(Source records)
# # #

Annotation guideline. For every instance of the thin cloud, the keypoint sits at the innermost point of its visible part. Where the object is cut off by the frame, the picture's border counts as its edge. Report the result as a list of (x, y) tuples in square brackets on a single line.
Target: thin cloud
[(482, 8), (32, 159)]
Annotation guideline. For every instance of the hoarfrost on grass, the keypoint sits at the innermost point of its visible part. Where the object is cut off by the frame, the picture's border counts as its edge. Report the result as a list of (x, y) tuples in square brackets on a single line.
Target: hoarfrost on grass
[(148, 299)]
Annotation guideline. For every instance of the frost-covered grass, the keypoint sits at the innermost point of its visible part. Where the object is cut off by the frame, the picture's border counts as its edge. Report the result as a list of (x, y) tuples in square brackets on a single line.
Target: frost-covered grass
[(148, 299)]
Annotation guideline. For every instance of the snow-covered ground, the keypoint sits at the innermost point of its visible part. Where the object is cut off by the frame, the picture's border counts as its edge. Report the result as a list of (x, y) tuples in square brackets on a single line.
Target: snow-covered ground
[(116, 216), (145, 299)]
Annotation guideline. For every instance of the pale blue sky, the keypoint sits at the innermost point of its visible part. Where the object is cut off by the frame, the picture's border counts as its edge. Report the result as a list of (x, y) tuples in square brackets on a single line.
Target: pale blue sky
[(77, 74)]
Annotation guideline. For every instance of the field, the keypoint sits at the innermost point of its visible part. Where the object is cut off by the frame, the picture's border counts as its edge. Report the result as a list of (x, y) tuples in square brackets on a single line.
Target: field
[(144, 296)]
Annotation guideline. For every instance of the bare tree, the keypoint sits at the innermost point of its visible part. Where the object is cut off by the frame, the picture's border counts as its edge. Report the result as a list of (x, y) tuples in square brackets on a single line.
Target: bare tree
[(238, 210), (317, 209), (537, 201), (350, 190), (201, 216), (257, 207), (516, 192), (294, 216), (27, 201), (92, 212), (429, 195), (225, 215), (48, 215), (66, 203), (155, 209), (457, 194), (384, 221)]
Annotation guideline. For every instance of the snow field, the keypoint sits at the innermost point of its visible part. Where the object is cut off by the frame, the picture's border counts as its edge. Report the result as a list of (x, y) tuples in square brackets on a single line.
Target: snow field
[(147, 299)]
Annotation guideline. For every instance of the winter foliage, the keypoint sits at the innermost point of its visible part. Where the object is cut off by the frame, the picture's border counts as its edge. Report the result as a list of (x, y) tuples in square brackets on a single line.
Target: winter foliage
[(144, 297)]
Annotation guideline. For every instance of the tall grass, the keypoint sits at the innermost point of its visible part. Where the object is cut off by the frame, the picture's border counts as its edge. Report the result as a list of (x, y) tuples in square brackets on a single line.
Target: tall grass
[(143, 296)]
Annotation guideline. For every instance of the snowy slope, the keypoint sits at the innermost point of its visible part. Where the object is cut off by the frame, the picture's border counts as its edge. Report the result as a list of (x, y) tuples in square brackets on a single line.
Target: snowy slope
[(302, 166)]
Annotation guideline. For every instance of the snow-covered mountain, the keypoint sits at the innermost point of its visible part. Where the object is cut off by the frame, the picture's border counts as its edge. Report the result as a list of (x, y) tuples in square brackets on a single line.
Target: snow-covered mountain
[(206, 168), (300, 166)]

# # #

[TASK STATEMENT]
Rewrite the listing above in full, substituting "most central point" for every occurrence of "innermost point" and leaving everything else the same.

[WRITTEN SOLUTION]
Annotation guideline. For every instance of the thin cloud, the keypoint sits at the most central point of its visible part. Where the object is cut off by the frame, the picture's border counts as its edge. Report the result as a list of (x, y) tuples in square brackets on a single line.
Target: thin cloud
[(482, 8), (32, 159)]
Annotation guideline. For every instance of the hoarfrost on grass, the keypoint sits at the most central point of its visible part. Where the object is cut off by the frame, the picture's border counts as its edge. Report the result as a list of (x, y) tuples in square brackets on a single line.
Target: hoarfrost on grass
[(148, 299)]
Annotation guideline. For every instance of the frost-covered grass, the keypoint sits at the most central point of its visible part. Where the object is cut off by the frame, the picture's border counts as its edge. Report the result as a list of (x, y) tuples in square brackets on a single line.
Target: frost-covered grass
[(148, 299)]
Annotation guideline. For every instance of the snow-covered ground, the keypoint sits at the most central point of its visible part. Where the object is cut off by the frame, the picture's border counts as its edge. Report the result as a list of (x, y) tuples in square brackets on a single line.
Target: snow-covered ground
[(116, 216), (145, 299)]
Annotation guideline. For every instance of the pale blue sky, the keypoint sits at the most central point of its visible part. Where the object is cut off by the frame, the picture's border counts as its edge. Report the result as a list of (x, y) tuples in square brackets on a single line.
Target: pale blue sky
[(77, 74)]
Annotation guideline. For every instance of the field, the keypoint sits at the most central point of its visible part. Where the object is cut off by the frame, the picture's border counts as its edge. Report the result as a list of (x, y) tuples in square brackets on a single line.
Target: field
[(144, 296)]
Annotation guideline. For every instance of the bare tree, the keypoint sits at the most central point of its visible part. Where the object is cut off by the frame, the picture's border counts as its edge. Report the result as a list of (x, y) tuples in square brackets on a single line.
Target: bare tree
[(238, 210), (317, 209), (537, 201), (350, 190), (201, 216), (257, 207), (516, 192), (294, 216), (27, 201), (92, 212), (429, 195), (225, 215), (48, 215), (66, 203), (155, 209), (457, 194), (384, 221)]
Annotation guideline. For every instance of the snow field, the keypoint sits at the most central point of its visible part. Where the object is cut off by the frame, the picture's border counts as its edge. Report the result as a list of (x, y) tuples in square brackets on a single line.
Target: snow field
[(147, 299)]
Annotation guideline. For every instance of the winter foliage, the keypoint sits at the most central point of its visible part. Where the object is cut off by the frame, the picture's border counts as its edge. Report the result as a list of (x, y) tuples in square brackets on a single line.
Target: winter foliage
[(144, 297)]
Annotation guideline. For every instance of the tall grass, the keypoint sits at the most central point of its visible part. Where the object is cut off by the frame, the picture's border counts as its edge. Report the result as a list of (x, y) tuples in square brackets on a single line.
Target: tall grass
[(143, 296)]
Annotation guideline. For every instance of the snowy slope, the keypoint sits at the most central point of its visible part. Where the object is cut off by the frame, the picture's border counts as its edge. Report the result as a list of (x, y) tuples in square brackets on a single line.
Target: snowy slope
[(302, 166)]
Annotation guideline. For every instance of the snow-covered mountain, the keypoint sits at the most central point of its visible part. Where the object is cut off by the frame, the picture's border counts as its edge. Report the result as a list of (x, y) tuples in square brackets on a single line.
Target: snow-covered mountain
[(206, 168), (300, 166)]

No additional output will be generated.